— begin Stored records —
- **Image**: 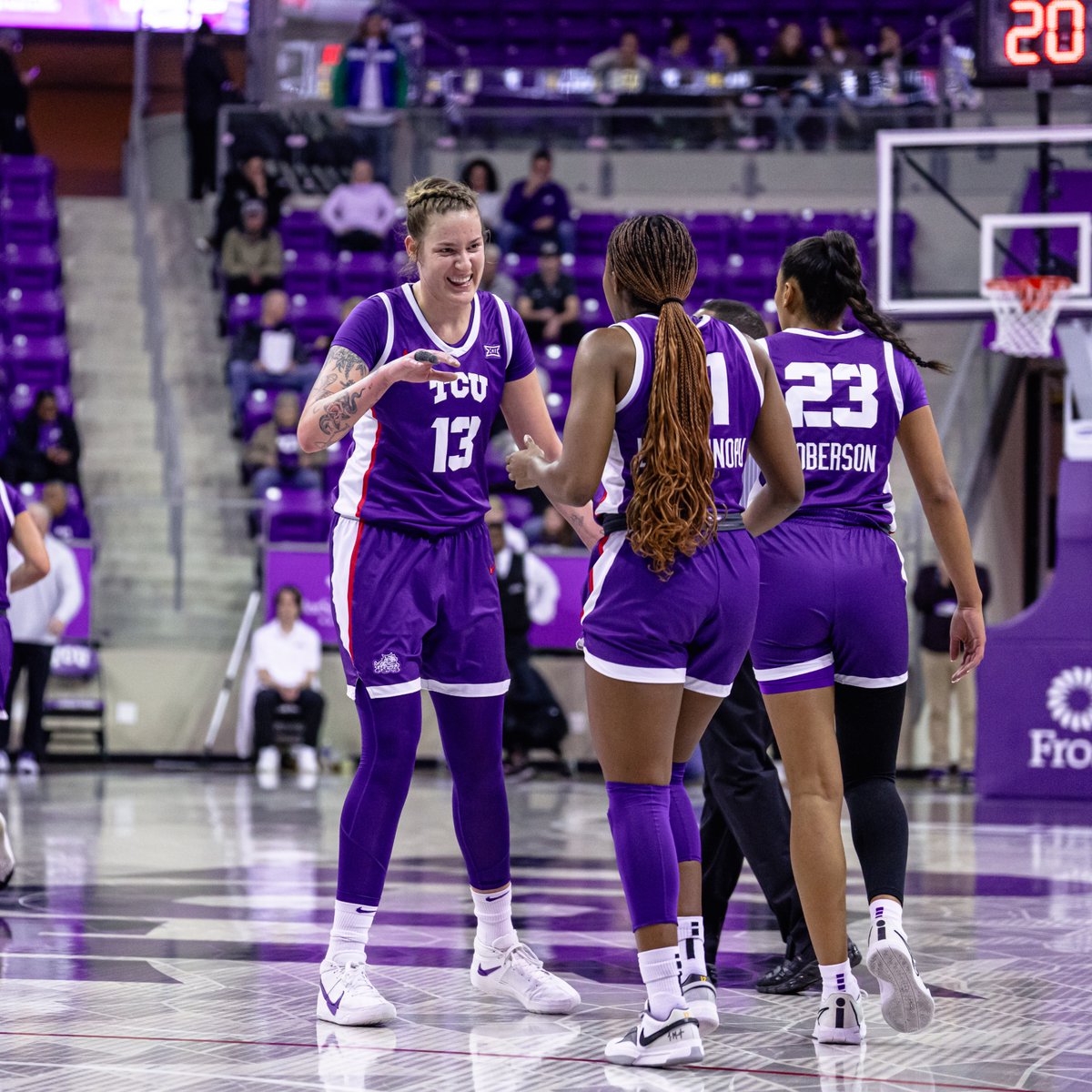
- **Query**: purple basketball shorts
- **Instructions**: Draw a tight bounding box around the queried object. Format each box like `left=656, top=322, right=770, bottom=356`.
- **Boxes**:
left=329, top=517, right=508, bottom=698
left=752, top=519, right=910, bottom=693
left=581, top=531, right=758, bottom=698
— end Stored records —
— begin Stored records —
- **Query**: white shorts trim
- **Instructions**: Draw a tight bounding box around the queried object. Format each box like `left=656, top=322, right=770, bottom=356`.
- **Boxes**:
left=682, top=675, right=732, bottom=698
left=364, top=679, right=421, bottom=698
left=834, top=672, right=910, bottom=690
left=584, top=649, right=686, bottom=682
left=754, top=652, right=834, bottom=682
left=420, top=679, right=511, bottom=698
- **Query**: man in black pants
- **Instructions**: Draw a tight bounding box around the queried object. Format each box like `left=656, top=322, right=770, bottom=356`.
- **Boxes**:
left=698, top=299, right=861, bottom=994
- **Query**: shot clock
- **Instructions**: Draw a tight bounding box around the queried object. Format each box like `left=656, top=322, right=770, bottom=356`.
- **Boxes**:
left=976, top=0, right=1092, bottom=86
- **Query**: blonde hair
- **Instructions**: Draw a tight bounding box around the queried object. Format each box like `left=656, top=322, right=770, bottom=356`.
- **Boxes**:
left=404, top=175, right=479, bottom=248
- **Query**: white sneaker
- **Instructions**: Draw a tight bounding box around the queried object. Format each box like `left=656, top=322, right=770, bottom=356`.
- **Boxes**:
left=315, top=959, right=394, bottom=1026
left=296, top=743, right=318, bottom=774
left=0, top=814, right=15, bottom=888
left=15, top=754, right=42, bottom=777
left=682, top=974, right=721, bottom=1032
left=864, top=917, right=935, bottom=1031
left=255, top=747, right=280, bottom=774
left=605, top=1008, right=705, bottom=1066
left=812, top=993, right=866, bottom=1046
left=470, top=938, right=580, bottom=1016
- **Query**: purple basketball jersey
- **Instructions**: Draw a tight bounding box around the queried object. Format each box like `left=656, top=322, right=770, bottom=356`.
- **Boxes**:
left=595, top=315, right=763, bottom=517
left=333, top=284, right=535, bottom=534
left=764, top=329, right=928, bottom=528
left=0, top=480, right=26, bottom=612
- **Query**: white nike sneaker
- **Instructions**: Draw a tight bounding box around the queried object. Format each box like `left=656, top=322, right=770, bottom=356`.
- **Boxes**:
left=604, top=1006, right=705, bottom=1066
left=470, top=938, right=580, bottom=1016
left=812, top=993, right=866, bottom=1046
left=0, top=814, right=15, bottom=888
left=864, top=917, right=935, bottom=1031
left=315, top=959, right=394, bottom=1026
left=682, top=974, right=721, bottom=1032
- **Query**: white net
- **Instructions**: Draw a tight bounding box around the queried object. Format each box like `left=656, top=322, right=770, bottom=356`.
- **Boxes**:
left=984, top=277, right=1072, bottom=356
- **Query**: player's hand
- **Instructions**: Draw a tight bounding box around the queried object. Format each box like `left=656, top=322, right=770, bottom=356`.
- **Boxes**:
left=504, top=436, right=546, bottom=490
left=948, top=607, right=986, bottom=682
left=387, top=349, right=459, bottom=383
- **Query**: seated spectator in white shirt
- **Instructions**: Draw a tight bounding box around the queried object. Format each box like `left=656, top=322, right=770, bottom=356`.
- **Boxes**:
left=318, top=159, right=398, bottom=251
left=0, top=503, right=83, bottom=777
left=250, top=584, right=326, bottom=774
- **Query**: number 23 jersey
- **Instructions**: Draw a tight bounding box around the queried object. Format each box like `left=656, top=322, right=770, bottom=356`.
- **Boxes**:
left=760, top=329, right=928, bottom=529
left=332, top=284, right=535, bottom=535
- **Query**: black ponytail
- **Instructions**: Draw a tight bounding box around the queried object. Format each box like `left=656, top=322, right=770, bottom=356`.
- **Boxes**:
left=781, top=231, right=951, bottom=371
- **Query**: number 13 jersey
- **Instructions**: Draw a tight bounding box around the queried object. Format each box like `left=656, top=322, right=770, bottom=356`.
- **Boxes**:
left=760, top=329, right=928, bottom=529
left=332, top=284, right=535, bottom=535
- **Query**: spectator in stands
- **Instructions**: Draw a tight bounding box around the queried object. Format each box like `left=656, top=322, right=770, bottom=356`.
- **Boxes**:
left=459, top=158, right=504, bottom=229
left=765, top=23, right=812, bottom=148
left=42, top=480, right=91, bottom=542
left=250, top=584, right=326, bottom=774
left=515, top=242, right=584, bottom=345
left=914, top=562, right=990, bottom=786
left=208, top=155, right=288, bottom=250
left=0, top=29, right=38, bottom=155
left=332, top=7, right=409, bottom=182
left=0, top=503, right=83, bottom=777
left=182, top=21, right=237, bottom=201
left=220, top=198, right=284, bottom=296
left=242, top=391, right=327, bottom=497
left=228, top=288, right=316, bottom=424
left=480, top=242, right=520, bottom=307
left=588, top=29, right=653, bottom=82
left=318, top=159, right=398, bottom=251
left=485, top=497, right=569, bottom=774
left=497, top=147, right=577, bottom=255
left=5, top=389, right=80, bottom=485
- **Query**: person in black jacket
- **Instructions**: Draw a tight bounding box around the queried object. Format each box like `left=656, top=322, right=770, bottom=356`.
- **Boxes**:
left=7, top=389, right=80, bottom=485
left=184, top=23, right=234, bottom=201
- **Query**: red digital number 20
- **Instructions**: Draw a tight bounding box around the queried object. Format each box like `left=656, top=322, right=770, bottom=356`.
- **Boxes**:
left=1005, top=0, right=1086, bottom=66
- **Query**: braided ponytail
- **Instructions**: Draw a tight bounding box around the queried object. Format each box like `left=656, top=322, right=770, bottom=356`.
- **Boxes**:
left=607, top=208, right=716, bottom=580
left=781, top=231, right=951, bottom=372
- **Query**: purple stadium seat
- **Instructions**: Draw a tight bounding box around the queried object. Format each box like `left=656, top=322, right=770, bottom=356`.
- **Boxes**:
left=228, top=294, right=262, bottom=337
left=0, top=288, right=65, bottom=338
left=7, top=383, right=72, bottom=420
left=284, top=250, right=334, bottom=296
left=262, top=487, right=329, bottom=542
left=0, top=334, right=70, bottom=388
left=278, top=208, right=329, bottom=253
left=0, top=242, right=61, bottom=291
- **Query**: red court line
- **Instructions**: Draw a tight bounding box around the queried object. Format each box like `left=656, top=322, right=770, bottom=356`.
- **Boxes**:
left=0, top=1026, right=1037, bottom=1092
— end Stored records —
— begin Stored records —
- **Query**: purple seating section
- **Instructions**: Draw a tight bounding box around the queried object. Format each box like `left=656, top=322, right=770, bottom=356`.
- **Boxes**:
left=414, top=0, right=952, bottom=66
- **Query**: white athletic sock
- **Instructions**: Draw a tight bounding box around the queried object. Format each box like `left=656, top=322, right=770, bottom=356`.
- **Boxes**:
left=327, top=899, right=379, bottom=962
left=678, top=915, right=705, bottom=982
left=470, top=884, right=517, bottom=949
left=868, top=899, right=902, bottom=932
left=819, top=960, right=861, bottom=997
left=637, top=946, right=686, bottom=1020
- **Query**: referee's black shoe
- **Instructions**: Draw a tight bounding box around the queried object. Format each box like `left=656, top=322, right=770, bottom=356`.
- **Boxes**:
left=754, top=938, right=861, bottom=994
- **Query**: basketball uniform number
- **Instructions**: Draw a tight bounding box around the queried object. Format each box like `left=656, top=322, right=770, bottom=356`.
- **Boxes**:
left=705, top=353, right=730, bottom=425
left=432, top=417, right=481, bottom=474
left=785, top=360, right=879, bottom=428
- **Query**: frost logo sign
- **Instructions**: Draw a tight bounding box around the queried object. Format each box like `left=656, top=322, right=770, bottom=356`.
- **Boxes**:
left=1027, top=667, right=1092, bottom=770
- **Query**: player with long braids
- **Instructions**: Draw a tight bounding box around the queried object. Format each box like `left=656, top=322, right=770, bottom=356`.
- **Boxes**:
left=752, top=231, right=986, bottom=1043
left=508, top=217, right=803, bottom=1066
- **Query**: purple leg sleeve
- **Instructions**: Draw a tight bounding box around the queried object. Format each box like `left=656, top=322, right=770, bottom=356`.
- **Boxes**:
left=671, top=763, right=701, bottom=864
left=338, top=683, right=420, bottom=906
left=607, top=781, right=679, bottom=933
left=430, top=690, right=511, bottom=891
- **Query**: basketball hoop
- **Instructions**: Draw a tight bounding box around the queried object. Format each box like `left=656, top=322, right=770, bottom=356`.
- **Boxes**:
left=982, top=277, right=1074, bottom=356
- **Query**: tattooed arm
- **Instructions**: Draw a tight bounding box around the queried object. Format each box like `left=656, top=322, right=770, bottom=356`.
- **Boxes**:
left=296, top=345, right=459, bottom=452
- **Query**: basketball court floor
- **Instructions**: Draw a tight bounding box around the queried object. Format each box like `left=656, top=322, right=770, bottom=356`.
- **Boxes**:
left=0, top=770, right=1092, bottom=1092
— end Stored records —
**Do this:** Please update the lines of the listing above from the one holding "- **Query**: basketball hoop" through the one holding "left=0, top=770, right=1092, bottom=1092", inclusive, so that "tattooed arm" becomes "tattooed forearm" and nothing else changes.

**Result below:**
- **Query**: basketball hoop
- **Instructions**: Draw a tight bounding box around the queried object. Format each box like `left=656, top=322, right=770, bottom=356`.
- **Boxes**:
left=982, top=277, right=1074, bottom=356
- **Query**: tattooed forearm
- **Instructions**: Draw a tight bounding box around the queried object. Format each box like `left=656, top=322, right=770, bottom=356`.
- **Boxes**:
left=296, top=345, right=459, bottom=452
- **Query**: basketball court floor
- **Instructions**: Draw a tight bounding box around the queried object. Format each box like `left=656, top=322, right=770, bottom=356`.
- **Boxes**:
left=0, top=770, right=1092, bottom=1092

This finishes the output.